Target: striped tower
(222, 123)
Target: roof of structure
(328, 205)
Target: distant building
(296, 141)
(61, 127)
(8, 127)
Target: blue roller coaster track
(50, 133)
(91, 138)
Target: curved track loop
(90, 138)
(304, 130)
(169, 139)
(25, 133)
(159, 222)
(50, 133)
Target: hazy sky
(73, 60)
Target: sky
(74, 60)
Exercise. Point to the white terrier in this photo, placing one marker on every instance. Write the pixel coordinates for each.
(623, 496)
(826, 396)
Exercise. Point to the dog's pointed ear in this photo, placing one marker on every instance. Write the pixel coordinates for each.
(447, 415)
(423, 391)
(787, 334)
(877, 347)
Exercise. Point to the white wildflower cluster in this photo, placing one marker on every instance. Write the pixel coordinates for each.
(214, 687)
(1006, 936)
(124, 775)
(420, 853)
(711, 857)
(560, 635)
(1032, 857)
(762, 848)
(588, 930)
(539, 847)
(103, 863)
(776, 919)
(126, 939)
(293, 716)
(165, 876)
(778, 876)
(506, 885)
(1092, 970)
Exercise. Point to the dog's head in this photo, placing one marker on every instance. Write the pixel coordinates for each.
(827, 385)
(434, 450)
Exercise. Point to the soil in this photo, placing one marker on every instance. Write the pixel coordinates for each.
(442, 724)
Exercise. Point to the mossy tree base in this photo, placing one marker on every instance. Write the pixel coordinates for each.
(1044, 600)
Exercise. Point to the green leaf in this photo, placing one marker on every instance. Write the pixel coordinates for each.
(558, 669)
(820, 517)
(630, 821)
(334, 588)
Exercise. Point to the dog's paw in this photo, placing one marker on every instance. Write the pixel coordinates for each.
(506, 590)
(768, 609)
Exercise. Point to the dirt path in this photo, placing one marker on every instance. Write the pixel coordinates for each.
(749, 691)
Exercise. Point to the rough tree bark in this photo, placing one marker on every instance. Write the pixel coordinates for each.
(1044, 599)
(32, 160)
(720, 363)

——

§ **Goal**
Return only the lines running from the line with "Exercise. Point to the mossy" to the last line of the records, both included, exactly as written.

§ **The reply**
Exercise. Point to the mossy tree base in this photo, placing one marker on every instance. Write the pixel coordinates for each.
(1044, 600)
Exercise. Point to the green leaf in this photo, placing one marker on every instance. Write the pixel coordinates for each.
(558, 669)
(820, 517)
(630, 821)
(334, 588)
Exercise. Point to the dog's paw in this photo, placing one marker on every instance. Write the pixel coordinates for each.
(506, 590)
(768, 609)
Exercise. Point to the dirt path in this photo, placing one marker on every instance. Write the pixel coordinates for each.
(749, 691)
Exercise. Point to the rough tree bark in this photo, placing one marker on every instance. Write the pixel coordinates for each.
(1044, 599)
(32, 160)
(720, 363)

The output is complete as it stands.